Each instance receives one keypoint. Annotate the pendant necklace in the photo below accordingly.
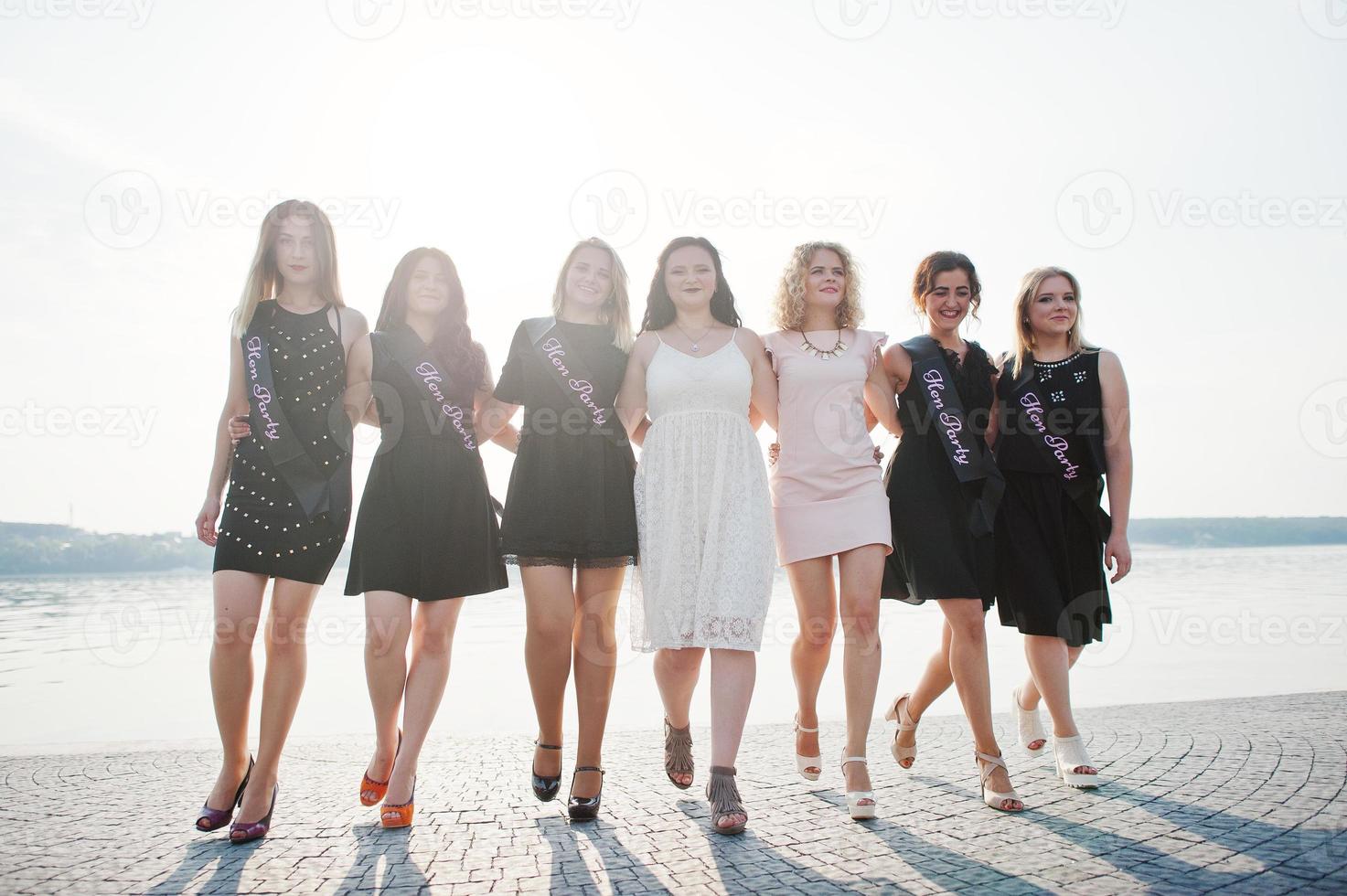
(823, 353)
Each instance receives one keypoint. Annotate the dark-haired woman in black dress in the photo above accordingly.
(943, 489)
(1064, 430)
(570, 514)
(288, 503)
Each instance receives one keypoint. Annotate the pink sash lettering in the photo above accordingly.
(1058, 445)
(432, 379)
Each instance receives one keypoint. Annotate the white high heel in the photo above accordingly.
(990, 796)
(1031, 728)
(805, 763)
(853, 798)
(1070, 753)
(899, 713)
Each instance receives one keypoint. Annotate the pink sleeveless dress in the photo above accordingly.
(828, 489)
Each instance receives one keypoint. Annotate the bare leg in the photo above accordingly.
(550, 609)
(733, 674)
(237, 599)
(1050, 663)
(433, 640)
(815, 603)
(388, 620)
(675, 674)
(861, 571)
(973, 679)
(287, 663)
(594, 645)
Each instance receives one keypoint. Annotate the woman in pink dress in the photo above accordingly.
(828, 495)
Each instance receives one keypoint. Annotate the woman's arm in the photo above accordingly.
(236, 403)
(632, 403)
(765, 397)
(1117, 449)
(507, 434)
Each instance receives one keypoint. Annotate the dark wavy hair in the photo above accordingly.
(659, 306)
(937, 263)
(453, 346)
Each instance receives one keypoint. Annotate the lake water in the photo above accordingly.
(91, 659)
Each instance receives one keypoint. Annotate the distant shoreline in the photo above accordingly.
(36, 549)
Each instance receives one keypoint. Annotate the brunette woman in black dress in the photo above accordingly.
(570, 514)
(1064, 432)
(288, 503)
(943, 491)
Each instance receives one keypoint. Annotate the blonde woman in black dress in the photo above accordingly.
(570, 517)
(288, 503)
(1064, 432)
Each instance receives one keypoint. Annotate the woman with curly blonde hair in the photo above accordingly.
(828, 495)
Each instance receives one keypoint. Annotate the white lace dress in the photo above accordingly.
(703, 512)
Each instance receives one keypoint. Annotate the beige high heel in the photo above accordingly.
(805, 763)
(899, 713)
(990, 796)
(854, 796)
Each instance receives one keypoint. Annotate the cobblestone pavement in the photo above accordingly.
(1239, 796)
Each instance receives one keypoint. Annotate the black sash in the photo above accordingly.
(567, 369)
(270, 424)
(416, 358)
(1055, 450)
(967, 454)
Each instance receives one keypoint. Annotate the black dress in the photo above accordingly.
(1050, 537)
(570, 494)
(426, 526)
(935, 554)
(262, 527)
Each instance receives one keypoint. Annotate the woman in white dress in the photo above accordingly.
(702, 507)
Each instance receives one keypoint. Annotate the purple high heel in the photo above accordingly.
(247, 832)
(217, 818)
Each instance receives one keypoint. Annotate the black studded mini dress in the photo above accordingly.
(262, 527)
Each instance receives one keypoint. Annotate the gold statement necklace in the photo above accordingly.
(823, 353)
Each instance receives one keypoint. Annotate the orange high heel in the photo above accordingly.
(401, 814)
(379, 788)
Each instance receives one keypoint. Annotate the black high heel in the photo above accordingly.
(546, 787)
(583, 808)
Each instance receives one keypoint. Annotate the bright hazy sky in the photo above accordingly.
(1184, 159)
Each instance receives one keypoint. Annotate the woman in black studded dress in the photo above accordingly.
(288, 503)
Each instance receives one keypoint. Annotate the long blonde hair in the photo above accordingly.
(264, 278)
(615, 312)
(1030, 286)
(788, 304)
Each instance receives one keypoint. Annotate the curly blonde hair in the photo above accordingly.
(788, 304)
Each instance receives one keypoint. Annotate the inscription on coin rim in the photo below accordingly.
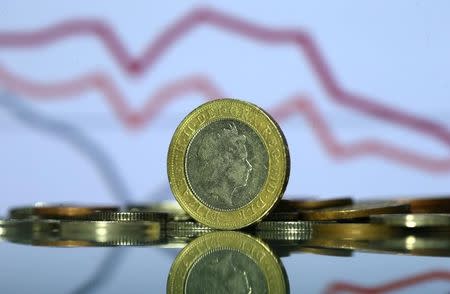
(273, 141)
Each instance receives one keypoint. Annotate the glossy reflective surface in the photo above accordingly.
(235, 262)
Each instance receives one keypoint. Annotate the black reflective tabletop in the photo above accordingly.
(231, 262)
--
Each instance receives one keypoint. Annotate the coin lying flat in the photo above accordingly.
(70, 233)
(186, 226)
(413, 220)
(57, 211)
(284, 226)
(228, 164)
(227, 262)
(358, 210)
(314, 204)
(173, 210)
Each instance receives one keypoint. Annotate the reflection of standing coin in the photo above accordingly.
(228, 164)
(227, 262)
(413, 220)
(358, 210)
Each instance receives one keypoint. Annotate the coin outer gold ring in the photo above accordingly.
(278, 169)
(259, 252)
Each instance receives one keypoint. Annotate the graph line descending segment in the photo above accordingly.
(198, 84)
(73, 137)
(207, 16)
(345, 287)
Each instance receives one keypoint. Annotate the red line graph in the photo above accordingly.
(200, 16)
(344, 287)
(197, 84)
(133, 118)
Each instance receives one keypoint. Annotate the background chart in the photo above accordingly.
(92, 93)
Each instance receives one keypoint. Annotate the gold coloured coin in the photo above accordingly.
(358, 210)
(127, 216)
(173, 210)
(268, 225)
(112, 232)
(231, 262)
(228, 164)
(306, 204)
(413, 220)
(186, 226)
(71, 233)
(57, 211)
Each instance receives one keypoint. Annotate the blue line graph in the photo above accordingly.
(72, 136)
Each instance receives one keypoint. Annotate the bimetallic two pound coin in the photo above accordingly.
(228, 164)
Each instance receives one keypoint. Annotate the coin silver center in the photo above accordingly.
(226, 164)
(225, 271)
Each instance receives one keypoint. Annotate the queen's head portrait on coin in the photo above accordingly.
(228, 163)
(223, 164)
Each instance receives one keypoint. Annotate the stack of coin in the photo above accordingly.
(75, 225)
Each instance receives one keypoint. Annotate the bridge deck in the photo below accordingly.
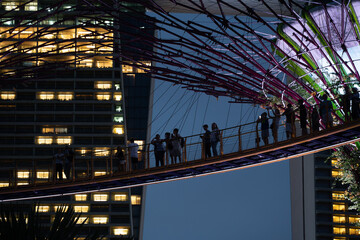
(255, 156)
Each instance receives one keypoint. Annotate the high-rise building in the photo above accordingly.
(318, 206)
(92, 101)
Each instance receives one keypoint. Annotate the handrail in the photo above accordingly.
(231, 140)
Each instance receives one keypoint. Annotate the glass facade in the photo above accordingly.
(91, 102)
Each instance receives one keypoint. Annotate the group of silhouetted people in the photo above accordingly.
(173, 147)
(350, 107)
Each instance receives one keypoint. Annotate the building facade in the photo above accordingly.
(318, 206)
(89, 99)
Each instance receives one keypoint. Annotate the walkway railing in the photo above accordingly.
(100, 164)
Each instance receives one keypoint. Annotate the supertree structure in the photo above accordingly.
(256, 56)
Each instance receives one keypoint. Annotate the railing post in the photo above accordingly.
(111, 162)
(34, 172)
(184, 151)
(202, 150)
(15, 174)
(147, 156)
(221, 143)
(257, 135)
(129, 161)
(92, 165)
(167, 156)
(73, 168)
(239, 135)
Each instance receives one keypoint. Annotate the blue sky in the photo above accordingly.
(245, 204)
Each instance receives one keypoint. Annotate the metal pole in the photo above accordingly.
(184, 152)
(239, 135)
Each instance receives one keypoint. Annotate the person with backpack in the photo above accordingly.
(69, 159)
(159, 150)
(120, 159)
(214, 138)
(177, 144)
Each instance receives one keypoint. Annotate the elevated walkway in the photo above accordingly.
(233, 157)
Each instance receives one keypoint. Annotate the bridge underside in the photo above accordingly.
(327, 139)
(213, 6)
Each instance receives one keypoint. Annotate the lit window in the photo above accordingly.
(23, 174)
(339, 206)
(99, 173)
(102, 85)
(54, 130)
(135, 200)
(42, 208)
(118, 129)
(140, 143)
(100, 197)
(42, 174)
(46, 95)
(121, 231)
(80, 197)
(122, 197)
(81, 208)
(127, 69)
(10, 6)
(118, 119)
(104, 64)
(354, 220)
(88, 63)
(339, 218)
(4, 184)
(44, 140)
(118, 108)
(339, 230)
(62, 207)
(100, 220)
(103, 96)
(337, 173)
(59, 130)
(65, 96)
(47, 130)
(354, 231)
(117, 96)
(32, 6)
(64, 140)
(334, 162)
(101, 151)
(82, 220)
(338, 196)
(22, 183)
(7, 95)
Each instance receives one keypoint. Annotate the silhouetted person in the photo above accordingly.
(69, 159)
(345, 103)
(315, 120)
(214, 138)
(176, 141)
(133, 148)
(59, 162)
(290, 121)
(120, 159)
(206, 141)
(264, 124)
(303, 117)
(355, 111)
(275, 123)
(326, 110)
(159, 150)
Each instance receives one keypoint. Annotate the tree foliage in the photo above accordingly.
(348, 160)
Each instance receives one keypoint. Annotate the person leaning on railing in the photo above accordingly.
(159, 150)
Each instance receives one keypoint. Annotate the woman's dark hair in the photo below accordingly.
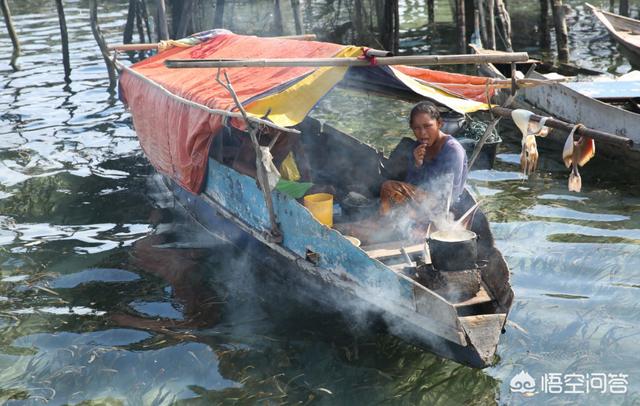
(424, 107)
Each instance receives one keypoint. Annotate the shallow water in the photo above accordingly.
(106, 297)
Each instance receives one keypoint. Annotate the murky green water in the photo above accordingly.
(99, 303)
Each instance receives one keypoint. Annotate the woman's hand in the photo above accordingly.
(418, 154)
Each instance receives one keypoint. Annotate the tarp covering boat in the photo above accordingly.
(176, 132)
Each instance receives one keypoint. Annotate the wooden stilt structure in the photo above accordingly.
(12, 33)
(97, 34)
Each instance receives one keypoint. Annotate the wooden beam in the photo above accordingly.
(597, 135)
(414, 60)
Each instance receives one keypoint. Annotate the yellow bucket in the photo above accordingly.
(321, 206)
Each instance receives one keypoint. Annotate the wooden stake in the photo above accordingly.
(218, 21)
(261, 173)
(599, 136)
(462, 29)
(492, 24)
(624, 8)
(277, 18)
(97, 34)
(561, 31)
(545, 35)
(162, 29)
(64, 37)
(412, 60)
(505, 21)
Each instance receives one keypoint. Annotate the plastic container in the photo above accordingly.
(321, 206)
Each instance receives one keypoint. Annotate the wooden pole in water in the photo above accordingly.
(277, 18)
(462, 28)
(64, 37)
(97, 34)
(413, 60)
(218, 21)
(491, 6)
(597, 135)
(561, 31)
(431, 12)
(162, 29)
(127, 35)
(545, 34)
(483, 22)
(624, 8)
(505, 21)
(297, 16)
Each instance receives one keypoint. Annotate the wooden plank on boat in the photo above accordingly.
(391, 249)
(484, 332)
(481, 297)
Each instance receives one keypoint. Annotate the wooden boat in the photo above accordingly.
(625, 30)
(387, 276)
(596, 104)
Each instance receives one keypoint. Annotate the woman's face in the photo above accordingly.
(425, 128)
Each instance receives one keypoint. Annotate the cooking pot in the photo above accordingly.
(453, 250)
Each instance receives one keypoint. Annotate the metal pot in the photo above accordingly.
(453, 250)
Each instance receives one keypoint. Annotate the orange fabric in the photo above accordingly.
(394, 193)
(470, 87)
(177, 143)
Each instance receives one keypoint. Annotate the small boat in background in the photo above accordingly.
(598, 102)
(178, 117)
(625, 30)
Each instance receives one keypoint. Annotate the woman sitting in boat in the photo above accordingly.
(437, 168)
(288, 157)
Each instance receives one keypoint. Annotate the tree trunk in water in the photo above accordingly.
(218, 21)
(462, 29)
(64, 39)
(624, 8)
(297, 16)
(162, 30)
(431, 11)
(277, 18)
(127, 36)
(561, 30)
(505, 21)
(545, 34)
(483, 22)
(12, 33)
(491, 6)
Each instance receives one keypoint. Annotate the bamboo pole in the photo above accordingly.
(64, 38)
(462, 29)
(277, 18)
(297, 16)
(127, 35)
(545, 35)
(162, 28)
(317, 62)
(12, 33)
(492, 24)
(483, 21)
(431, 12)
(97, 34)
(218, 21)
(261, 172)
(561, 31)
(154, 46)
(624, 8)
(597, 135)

* **What you should do**: Can you lay out the lines from the one containing "Each instance receives one keypoint. Annotate the gold statement" through the one containing "(1184, 159)", both included, as a JSON list of strings with one string per line and blank lines left out?

* **Expected output**:
[
  "Each instance receives one keypoint. Annotate the gold statement necklace in the photo above accordingly.",
  "(823, 353)",
  "Each instance receives one keypoint. Annotate the orange high heel in the photo above accordingly.",
  "(401, 814)",
  "(379, 788)",
  "Each instance receives one keypoint. Annotate the black high heel in the photo above accordingly.",
  "(546, 787)",
  "(583, 808)",
  "Each instance receives one keypoint. Annotate the bright hazy sky in the photo above accordingly.",
  "(1184, 159)"
]